Medical Services

Breast Care Center: Breast Problems & Symptoms

Common Breast Problems

Although the below list represents common breast problems and symptoms, evaluation by a medical professional is recommended to ensure proper diagnosis and treatment.

Breast Pain
This is a common breast symptom. It is not ordinarily a symptom of cancer. However, a woman with a persistent breast pain or pain associated with a breast lump should see a medical professional for an evaluation.

Most frequently, breast pain is associated with normal changes in hormone levels during the menstrual cycle and/or the presence of a breast cyst. Often it disappears as mysteriously as it came. Medical treatment for breast pain is dependent upon the cause.

When seeing a medical professional for breast pain, it is important that the women be able to describe the pain, e.g., what kind of pain is it (ache, sharp, throbbing, etc.), when and where does it occur, how long have you had it and is it associated with a breast lump or other change in the breast.

Fibrocystic Changes
This term applies to a generalized lumpiness of the breast. Women sometimes describe the lumpiness as "ropy" or "granular." Cysts (fluid-filled sacs) may also be present. Frequently cysts enlarge and become tender or painful just before the menstrual period. Some cysts cannot be felt while others are large in size. Cysts are usually treated by observation or fine-needle aspiration (a slender needle is used to remove fluid from the cyst).
= = = =
§ **Questions**:
1. According to the breast problems page, why should someone see a medical professional even though the list covers common problems and symptoms?
2. List the kinds of pain that the breast problems page gives as examples when a woman describes her pain to a medical professional.
3. Continue the page on breast problems and symptoms from where it stops.

Stored data entries
= = = =
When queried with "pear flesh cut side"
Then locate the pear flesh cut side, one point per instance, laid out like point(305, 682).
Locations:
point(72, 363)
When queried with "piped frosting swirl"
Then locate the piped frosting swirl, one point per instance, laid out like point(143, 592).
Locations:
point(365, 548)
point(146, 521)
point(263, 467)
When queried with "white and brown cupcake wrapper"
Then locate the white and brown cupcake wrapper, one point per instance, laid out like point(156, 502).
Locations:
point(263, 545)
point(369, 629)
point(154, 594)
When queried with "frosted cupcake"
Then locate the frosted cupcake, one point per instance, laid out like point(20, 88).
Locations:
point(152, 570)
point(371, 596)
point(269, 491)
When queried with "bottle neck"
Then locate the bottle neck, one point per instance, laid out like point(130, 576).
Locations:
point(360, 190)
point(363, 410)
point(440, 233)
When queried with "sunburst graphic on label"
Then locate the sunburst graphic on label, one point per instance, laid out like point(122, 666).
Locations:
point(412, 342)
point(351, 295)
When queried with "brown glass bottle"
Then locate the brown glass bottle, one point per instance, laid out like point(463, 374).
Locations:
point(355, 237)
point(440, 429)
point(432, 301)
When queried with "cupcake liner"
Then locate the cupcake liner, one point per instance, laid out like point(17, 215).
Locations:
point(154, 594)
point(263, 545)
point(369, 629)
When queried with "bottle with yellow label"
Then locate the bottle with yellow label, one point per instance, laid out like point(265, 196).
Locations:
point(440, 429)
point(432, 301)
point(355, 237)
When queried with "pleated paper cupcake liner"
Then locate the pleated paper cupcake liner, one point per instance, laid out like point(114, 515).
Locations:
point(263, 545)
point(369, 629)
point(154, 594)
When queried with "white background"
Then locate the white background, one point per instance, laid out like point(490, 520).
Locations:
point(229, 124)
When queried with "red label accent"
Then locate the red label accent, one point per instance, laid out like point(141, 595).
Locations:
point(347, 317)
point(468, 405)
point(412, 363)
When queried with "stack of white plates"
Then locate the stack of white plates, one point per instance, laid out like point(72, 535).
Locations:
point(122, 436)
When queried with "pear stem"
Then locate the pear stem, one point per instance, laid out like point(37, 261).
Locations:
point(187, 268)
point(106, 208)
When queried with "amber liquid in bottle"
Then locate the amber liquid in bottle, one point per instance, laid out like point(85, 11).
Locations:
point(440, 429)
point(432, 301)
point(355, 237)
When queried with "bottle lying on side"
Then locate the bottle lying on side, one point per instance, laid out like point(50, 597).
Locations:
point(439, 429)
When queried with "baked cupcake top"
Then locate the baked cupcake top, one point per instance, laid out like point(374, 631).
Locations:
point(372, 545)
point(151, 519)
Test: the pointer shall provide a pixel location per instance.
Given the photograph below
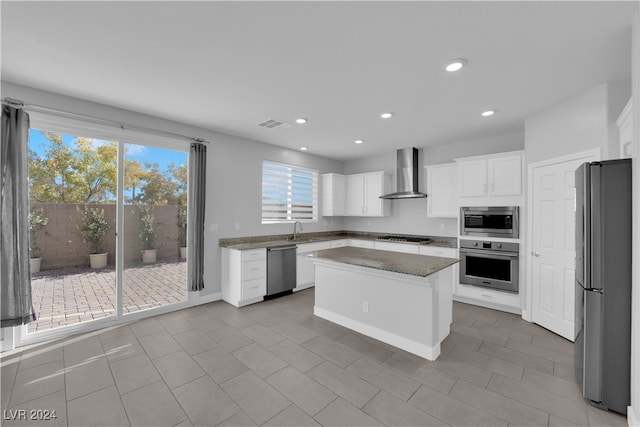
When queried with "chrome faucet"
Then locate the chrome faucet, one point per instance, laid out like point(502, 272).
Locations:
= = = =
§ **Outputs in order**:
1. The page recommends an evaluation by a medical professional to ensure proper diagnosis and treatment.

2. Ache, sharp, throbbing

3.
Fibroadenoma
This is a common benign breast lump made up of both fibrous and glandular tissue. Usually fibroadenomas are round, movable and feel rubbery. They occur in women at any age but are more common in young adulthood and are more common in African American women. Fibroadenomas have a benign appearance on mammography. Fine Needle Aspiration or ultrasound may be used to further evaluate these lumps.

Nipple Discharge
Most nipple discharge is caused by benign (non-cancerous) conditions. Women taking birth control pills or other medications such as sedatives or tranquilizers may have a nipple discharge. Others with fibrocystic changes may experience a sticky discharge that is brown or green. A small wartlike growth in the ducts near the nipple (intraductal papilloma) can also cause a discharge. Nipple discharge can also be caused by an infection and may require antibiotics. Remember any change in your normal breasts, including a new discharge or a change in the amount or color of an existing discharge, should be reported to your medical professional.